**Records to process**
▬▬▬
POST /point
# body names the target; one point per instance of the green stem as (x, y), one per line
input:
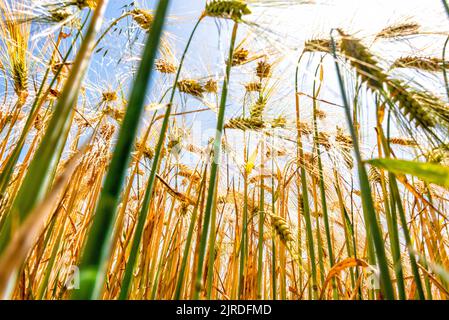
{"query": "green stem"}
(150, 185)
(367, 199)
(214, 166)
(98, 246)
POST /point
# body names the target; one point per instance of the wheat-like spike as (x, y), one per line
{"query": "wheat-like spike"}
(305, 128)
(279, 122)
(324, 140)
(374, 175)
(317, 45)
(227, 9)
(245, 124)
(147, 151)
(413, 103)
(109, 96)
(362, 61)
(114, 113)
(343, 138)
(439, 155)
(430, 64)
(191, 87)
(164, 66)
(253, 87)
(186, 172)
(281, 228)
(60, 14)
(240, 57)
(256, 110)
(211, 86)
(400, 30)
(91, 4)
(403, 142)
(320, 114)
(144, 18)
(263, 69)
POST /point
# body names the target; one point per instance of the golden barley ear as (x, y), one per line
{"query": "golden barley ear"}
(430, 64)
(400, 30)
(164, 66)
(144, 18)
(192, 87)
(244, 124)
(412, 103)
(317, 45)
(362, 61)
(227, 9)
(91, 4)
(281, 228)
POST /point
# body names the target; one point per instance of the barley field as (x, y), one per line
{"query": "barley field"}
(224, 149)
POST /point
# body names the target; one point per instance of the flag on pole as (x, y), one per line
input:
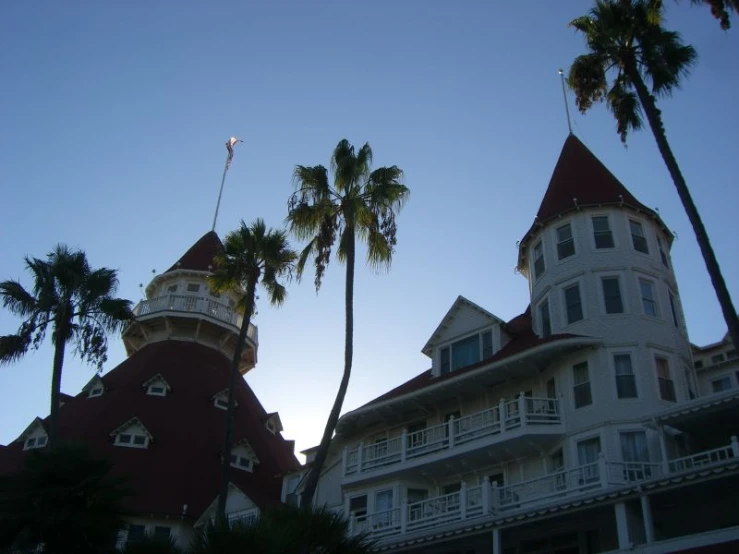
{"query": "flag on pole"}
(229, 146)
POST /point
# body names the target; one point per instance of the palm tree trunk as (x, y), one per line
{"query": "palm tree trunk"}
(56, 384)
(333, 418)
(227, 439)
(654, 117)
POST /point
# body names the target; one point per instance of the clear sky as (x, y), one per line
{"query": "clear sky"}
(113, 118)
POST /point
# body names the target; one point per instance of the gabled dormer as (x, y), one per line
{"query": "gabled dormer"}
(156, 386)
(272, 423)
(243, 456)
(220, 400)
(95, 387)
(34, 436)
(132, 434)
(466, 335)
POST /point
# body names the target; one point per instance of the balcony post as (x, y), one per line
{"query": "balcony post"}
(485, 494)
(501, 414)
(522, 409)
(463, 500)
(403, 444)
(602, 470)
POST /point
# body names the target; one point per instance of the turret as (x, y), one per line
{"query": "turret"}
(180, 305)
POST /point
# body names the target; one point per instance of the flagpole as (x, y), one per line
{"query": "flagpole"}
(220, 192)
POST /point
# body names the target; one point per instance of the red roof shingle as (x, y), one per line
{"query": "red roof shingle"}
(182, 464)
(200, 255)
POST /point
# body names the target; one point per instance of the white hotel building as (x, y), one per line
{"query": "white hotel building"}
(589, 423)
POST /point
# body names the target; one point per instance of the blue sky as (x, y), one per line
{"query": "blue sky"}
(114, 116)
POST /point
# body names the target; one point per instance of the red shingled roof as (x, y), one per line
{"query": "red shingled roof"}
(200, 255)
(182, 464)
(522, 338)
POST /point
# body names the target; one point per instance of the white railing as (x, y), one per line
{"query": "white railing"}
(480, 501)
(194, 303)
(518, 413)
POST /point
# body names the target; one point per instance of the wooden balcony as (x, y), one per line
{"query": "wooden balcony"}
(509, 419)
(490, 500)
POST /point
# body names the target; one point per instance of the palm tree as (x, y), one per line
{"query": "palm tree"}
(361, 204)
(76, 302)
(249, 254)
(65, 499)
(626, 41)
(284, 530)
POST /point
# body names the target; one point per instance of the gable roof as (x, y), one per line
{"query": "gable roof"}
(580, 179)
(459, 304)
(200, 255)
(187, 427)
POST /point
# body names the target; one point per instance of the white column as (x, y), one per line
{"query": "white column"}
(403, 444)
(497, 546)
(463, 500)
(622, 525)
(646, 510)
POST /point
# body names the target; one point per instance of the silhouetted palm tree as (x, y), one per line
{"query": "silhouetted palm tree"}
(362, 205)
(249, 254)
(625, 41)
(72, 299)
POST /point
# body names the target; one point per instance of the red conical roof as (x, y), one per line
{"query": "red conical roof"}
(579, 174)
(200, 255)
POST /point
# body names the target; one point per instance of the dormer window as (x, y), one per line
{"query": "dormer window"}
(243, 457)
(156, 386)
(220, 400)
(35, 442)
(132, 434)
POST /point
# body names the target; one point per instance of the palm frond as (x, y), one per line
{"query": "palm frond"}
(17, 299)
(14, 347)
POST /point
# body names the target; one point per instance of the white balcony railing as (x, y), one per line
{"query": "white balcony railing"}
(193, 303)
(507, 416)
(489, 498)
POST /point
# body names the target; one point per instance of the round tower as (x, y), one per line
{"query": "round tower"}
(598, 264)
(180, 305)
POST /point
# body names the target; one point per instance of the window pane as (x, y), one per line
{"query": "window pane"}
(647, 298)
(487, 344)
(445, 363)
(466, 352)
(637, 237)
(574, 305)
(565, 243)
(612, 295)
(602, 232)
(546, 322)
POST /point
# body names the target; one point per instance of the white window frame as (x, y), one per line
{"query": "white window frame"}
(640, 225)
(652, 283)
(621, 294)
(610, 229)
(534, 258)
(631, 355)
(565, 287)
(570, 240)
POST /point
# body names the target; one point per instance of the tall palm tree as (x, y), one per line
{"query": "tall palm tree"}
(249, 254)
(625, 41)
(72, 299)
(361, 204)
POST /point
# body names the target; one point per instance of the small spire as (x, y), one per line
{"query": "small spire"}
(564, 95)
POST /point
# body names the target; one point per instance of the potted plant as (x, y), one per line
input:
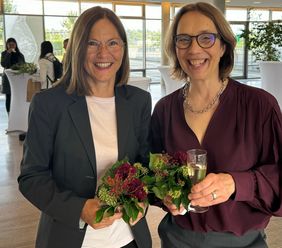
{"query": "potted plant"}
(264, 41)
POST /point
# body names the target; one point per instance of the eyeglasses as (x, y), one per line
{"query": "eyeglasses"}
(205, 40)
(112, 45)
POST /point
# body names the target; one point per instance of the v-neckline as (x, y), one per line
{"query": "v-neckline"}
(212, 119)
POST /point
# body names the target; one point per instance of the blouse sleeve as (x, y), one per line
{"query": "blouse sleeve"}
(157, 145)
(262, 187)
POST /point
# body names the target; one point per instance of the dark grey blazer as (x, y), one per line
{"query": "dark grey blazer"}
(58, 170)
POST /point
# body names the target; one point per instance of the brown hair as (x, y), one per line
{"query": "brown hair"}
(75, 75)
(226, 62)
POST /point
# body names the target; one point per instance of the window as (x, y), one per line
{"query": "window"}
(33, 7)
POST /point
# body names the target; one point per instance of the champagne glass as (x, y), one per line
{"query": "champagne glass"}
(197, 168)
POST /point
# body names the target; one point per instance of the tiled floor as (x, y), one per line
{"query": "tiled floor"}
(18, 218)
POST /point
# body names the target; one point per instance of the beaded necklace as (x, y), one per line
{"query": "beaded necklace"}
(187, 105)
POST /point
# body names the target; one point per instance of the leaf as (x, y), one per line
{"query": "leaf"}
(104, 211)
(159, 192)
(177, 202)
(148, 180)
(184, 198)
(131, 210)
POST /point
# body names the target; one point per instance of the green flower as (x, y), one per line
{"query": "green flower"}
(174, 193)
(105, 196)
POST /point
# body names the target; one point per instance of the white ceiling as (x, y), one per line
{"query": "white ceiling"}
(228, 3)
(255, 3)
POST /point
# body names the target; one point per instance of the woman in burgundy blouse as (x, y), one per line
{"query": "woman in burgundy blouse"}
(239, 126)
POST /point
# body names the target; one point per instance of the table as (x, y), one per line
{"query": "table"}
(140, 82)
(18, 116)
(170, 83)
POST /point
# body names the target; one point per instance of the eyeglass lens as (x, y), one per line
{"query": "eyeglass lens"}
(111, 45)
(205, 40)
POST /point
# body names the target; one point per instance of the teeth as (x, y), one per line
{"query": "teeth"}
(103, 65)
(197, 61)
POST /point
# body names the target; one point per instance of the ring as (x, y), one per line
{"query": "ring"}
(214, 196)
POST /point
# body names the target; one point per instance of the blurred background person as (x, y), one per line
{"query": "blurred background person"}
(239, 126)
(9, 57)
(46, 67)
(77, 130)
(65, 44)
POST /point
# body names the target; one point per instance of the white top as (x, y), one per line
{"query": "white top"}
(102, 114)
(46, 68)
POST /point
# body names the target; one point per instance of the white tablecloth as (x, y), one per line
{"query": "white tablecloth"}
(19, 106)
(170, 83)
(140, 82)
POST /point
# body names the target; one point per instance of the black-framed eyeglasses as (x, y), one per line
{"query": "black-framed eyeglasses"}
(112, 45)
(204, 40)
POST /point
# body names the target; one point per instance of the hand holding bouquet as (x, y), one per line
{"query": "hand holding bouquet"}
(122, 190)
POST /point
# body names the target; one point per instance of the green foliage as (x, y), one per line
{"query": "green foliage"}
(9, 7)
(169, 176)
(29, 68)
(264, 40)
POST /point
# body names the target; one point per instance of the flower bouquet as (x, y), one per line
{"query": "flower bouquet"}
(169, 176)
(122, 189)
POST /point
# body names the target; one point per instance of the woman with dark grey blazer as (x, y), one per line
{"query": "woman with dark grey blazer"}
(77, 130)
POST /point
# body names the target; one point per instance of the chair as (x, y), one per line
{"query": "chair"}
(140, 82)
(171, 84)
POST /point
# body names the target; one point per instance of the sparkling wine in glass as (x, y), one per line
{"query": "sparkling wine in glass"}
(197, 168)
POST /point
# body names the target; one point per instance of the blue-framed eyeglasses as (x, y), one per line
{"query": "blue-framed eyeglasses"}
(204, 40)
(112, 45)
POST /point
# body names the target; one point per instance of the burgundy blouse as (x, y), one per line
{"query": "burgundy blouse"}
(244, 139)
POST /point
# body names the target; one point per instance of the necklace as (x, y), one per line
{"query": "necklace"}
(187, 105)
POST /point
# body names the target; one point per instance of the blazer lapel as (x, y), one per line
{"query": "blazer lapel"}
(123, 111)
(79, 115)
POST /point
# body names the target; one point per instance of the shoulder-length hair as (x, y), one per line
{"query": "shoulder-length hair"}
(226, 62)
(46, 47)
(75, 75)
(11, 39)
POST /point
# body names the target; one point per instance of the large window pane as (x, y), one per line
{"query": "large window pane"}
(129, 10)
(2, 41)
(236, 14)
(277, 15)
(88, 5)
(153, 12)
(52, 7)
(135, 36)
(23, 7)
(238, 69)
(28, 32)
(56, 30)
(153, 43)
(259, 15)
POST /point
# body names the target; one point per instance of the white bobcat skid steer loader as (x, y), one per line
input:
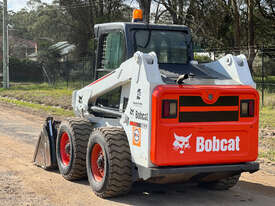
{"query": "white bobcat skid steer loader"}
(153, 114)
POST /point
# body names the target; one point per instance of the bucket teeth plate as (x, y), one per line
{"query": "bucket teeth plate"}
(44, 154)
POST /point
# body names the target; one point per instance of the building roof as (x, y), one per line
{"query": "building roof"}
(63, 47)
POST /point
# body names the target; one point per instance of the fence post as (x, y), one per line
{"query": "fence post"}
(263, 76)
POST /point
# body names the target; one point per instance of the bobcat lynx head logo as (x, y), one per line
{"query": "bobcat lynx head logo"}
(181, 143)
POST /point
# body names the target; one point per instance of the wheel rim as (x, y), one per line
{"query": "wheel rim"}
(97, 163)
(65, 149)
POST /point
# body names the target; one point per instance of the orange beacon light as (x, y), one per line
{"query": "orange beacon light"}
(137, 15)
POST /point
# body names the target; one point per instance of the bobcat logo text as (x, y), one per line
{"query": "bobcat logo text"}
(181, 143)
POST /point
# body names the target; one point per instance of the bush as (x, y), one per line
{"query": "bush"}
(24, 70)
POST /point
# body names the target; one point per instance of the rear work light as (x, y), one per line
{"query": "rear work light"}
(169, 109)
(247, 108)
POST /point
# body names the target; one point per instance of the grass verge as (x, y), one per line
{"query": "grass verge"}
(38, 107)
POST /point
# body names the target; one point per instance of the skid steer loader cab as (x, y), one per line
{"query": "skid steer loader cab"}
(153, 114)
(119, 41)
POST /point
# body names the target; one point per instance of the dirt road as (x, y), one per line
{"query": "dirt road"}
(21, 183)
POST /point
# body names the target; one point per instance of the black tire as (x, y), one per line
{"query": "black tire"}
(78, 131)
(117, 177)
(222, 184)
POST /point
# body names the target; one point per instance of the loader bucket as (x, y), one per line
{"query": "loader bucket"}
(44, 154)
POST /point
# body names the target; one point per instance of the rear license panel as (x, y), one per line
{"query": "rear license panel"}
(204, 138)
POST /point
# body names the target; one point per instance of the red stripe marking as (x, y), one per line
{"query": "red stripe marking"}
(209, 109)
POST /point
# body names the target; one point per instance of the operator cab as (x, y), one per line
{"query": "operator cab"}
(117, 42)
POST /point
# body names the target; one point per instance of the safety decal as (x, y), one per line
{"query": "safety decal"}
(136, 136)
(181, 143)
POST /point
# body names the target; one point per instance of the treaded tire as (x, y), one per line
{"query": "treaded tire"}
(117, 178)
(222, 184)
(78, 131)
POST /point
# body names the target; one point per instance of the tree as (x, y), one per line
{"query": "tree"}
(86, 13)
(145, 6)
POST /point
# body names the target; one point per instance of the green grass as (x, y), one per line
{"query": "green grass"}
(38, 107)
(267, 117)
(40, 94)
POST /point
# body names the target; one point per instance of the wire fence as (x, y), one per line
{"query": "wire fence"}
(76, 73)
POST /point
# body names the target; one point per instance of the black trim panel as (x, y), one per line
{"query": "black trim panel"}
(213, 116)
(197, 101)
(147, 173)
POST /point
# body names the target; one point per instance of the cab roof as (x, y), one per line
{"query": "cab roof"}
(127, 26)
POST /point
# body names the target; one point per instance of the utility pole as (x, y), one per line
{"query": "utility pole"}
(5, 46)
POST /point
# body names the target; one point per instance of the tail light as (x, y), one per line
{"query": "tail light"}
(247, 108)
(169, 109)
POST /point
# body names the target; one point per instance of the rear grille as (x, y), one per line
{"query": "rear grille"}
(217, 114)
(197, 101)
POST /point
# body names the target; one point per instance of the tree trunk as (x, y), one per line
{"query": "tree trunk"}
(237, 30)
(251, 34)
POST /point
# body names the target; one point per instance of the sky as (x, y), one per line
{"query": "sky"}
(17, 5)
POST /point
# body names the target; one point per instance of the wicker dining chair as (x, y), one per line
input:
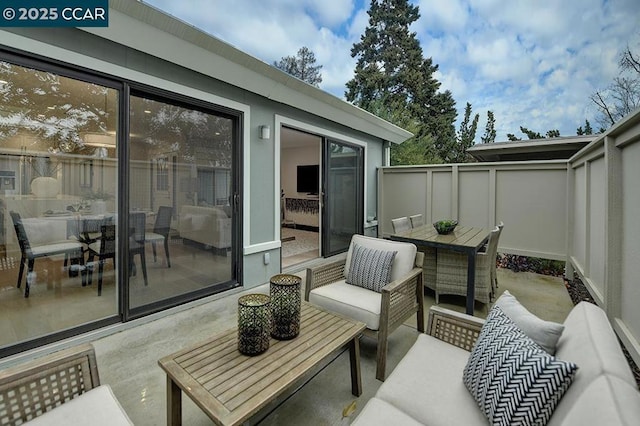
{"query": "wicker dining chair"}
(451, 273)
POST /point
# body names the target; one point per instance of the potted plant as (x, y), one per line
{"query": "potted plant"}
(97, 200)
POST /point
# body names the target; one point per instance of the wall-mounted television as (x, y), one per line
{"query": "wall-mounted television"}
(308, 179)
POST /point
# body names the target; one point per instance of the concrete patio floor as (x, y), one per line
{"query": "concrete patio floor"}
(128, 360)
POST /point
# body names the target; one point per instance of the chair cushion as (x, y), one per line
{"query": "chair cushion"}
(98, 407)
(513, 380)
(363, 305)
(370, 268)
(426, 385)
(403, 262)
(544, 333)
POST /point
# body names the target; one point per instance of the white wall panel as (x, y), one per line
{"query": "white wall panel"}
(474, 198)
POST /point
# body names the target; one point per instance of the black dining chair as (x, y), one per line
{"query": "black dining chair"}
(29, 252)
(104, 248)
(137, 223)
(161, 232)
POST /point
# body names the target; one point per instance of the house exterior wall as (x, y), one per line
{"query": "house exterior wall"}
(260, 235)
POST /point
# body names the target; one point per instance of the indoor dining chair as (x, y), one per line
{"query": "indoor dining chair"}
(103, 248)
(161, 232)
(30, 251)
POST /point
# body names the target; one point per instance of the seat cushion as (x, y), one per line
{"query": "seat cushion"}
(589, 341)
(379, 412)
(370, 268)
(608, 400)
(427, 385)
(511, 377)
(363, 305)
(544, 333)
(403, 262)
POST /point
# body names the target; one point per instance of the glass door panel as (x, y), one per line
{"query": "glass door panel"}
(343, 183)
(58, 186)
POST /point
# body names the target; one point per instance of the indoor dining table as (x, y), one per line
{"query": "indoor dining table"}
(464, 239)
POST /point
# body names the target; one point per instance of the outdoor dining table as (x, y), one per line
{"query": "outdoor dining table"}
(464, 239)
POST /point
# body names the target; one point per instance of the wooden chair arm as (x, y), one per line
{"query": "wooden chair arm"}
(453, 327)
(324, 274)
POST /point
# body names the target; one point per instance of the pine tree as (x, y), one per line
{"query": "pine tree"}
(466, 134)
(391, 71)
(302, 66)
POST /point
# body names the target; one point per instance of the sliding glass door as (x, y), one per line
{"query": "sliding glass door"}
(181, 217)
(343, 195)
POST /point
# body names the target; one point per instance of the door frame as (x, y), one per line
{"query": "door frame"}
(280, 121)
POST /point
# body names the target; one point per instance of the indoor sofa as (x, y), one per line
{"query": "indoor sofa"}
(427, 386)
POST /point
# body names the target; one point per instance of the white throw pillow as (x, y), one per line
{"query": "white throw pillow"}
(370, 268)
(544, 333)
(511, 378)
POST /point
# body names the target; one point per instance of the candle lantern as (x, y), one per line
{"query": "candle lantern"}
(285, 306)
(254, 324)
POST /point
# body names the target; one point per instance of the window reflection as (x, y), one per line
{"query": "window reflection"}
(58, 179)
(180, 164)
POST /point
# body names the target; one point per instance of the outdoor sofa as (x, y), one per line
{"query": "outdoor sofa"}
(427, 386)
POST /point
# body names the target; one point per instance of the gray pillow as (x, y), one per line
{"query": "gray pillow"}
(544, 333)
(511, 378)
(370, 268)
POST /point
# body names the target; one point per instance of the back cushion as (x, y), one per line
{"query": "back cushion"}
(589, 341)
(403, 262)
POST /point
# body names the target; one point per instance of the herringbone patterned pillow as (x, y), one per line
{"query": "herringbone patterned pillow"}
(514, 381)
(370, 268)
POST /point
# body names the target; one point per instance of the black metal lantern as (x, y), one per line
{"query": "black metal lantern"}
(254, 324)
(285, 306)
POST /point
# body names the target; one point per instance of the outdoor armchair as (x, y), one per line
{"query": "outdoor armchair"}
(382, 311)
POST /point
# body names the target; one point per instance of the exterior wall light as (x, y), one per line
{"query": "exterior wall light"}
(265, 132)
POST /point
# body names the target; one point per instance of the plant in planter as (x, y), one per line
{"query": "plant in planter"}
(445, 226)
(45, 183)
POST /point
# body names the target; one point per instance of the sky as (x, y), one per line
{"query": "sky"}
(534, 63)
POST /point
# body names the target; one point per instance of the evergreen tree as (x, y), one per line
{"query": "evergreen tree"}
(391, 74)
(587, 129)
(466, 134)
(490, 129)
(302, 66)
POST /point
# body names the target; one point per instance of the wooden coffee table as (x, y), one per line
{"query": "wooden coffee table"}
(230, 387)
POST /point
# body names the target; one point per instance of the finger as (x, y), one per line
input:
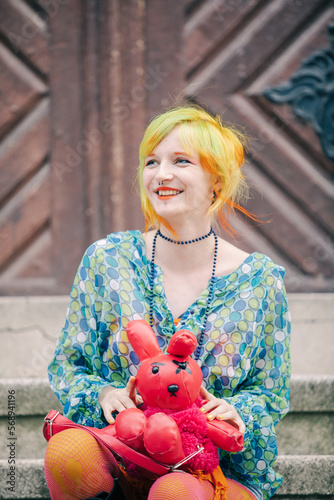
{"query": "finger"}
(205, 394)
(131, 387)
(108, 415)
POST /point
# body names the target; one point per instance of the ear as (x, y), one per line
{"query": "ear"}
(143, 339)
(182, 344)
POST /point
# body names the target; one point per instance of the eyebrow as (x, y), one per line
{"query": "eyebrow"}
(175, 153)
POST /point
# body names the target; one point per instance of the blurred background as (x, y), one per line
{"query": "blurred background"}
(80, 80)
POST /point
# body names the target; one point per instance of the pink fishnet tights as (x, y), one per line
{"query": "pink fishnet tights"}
▬▬▬
**Given problem**
Pull out each line in the records above that contains the string "light", treating uppercase and lowercase as distinct.

**Final answer**
# body names the target; one point per instance of the orange beacon light as (x, y), one per line
{"query": "orange beacon light"}
# body names the target; one point per instance of the rear work light as (x, y), one per line
{"query": "rear work light"}
# body names the target; one point per instance of the tail light as (x, y), one per line
{"query": "tail light"}
# body names the target; one point per instance of the exterior wall light as (x, y), one per line
{"query": "exterior wall light"}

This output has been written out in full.